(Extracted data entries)
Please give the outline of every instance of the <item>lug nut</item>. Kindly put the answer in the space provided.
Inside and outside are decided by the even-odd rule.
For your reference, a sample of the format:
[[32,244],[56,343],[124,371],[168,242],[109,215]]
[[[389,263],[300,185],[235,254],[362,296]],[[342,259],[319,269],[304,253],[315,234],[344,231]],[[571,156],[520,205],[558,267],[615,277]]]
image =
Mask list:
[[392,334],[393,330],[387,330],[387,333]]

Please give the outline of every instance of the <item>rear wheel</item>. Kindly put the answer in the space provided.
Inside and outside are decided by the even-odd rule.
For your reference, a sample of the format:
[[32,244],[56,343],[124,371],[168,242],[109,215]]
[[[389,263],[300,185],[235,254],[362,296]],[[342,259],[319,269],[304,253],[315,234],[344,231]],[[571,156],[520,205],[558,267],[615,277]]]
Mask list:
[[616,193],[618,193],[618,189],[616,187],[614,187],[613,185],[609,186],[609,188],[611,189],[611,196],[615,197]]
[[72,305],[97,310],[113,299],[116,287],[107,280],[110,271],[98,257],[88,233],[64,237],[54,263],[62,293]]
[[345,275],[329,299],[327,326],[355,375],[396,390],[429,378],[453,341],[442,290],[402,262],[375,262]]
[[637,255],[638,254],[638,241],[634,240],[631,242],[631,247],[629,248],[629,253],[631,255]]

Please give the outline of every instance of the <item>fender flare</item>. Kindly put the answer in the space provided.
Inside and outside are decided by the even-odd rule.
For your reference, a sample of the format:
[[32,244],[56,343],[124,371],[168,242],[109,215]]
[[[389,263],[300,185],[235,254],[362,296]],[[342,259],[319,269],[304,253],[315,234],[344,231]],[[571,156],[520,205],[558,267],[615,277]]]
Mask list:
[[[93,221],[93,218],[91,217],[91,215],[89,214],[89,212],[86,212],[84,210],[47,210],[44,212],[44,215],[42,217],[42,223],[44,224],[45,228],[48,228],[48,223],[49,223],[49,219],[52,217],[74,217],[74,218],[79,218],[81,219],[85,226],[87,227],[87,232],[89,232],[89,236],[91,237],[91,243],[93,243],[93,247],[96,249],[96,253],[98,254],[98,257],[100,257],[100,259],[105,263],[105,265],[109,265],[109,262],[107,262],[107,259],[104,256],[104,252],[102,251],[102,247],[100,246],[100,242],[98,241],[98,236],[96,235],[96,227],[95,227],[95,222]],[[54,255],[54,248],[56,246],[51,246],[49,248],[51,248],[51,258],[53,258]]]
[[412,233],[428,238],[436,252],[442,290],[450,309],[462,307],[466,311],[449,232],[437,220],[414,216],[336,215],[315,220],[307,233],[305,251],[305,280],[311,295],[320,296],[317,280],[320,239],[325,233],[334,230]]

■ **PROBLEM**
Filter the data above, keeping only lines that include the string "provided".

■ **ANSWER BOX**
Please give the outline of every instance of the <item>lug nut</item>. Kindly put the answer in the space provided.
Please give the outline of every instance of the <item>rear wheel</item>. Kindly put the answer in the space provided.
Please give the outline of every instance of the <item>fender flare</item>. Kindly put the answer in the space provided.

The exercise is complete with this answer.